[Exercise prompt]
Copy out each of the items below word for word, changing nothing.

═══ Listed records

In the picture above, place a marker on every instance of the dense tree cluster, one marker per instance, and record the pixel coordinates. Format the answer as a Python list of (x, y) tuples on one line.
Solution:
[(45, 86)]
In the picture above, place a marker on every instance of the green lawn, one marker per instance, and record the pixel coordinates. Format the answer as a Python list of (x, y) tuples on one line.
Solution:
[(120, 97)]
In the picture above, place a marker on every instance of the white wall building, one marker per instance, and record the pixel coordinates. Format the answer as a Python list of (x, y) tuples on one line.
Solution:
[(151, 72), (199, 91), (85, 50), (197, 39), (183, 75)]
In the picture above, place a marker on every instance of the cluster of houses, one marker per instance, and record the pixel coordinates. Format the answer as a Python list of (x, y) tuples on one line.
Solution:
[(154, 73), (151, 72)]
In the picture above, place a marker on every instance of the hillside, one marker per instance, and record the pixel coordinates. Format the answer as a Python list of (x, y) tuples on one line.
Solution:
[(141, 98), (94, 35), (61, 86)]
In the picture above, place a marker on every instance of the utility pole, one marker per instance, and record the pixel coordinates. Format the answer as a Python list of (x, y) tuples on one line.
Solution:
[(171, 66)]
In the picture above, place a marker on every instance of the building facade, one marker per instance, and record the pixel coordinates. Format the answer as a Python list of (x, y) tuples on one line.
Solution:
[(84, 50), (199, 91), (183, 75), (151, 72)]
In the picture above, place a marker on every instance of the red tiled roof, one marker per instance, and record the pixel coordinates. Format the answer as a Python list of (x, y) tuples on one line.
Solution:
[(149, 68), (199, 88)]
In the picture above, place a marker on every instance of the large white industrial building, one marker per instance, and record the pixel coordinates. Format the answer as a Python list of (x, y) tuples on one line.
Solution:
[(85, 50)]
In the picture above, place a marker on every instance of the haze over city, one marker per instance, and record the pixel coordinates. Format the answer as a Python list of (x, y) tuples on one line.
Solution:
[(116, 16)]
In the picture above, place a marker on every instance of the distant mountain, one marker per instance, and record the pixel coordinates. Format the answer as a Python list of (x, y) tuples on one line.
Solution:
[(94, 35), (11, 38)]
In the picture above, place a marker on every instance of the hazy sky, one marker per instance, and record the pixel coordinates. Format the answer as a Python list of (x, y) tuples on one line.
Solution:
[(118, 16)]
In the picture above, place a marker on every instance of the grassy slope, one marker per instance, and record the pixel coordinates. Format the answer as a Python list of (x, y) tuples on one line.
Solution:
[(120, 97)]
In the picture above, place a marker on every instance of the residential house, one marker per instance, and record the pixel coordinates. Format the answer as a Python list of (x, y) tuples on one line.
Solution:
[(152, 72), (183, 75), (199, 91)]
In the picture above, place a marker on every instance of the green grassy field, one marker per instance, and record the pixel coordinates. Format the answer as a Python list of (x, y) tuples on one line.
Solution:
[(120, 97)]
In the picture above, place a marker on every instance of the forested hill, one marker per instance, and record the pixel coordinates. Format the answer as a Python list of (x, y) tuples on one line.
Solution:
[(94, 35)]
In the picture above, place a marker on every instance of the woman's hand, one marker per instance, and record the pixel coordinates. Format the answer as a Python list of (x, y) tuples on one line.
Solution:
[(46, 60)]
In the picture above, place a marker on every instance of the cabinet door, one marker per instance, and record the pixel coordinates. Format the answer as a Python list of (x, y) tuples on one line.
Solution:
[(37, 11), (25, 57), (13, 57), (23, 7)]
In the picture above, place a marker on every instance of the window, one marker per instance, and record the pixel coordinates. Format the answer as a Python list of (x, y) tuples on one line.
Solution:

══════

[Response to the task]
In the picture above, place a marker on every instance of the dense tree cluster, one marker per instance, and record the pixel coordinates. Format the answer as a Python list of (x, y) tuples on one line.
Solution:
[(45, 86)]
In the picture above, place a marker on every instance of the green lawn, one marker per instance, and record the pixel coordinates. Format the answer as a Python list of (x, y) tuples on one line.
Solution:
[(120, 97)]
In the picture above, place a marker on every instance of the white wall building, one marker per instance, and record the pixel coordinates. Format the answer as a Python list of (x, y) tuples on one line.
Solution:
[(151, 72), (199, 91), (85, 50), (197, 39), (183, 75)]
In the picture above, place a marker on every instance of the cluster of houses, one marker per instance, and record the pixel coordinates. Format the answer as a Python list of (x, y) tuples on one line.
Solution:
[(154, 73), (151, 72)]
In the picture above, place a marker on every instance of the hillside, one marker per instance, and record the pixel coordinates. Format the answer as a Python list of (x, y) tuples on one line.
Solution:
[(141, 98), (94, 35), (61, 86)]
In the picture above, place a marker on every instance of the utility pole, one marker per instance, and record the pixel coordinates. Format the answer as a Python list of (x, y) tuples on one line.
Solution:
[(171, 66)]
In the picture above, place a marker on every instance of the building facade, one marker per instance, and record the pixel coordinates. Format the answer as a Python list of (x, y) tuples on one line.
Solution:
[(84, 50), (199, 91), (183, 75), (151, 72)]
In the picture above, place a marker on every instance of the red tiled roof, one marker per instance, and record the pixel coordinates. Format the answer as a Python list of (x, y) tuples on one line.
Solution:
[(149, 68), (199, 88)]
In the picture above, place a marker on every instance of the large white industrial building, one marker per instance, and record the pixel coordinates. Format the answer as a Python list of (x, y) tuples on one line.
Solution:
[(85, 50)]
In the picture above, place a marker on every instance of the haze over city, one marker per instance, and record the pixel coordinates. Format the answer as a Python list of (x, y) tuples on one line.
Solution:
[(116, 16)]
In the picture above, place a marker on every instance of the distant mountain, one marker per instance, and record the pixel coordinates. Format the answer as a Python list of (x, y) tuples on one line.
Solution:
[(94, 35), (11, 38)]
In the picture above, place a marker on every instance of the hazy sky, one marker per instance, and record the pixel coordinates. Format the answer as a Python list of (x, y) tuples on one line.
Solution:
[(118, 16)]
In the picture above, place a marker on every instance of the grassy slope, one marker per instance, and record the pixel coordinates. Format the answer as a Python list of (x, y) tuples on one line.
Solution:
[(120, 97)]
In the picture above, place a marker on every instance of the residential house, one marker per instance, and record the pixel coordinates. Format the answer as a Python list of (x, y) tuples on one line.
Solution:
[(152, 72), (183, 75), (199, 91)]
In the picture above, place a marker on every instance of the green grassy field, one marker per instance, and record the pixel coordinates. Format the answer as a Python list of (x, y) tuples on one line.
Solution:
[(120, 97)]
In the picture above, place a marker on every instance of the forested hill, one marker per instance, and record the pixel coordinates. Format the answer as a Python list of (x, y) tuples on one line.
Solution:
[(94, 35)]
In the picture above, place a marker on every instance of the woman's hand, one marker per instance, and record the pixel coordinates. Format the answer as a Python list of (x, y) tuples on one line.
Solution:
[(46, 60)]
In the picture above, place a marker on every instance of the cabinet door, one marker per instance, and record the pixel coordinates. Format the answer as a Python list of (x, y) tuples on one line.
Solution:
[(37, 11), (25, 57), (13, 57), (23, 7)]
In the picture above, place a marker on every instance of the window, one marker per instance, and record the pixel coordinates. Format the answer as a Python list of (x, y) tuples on one line.
Solution:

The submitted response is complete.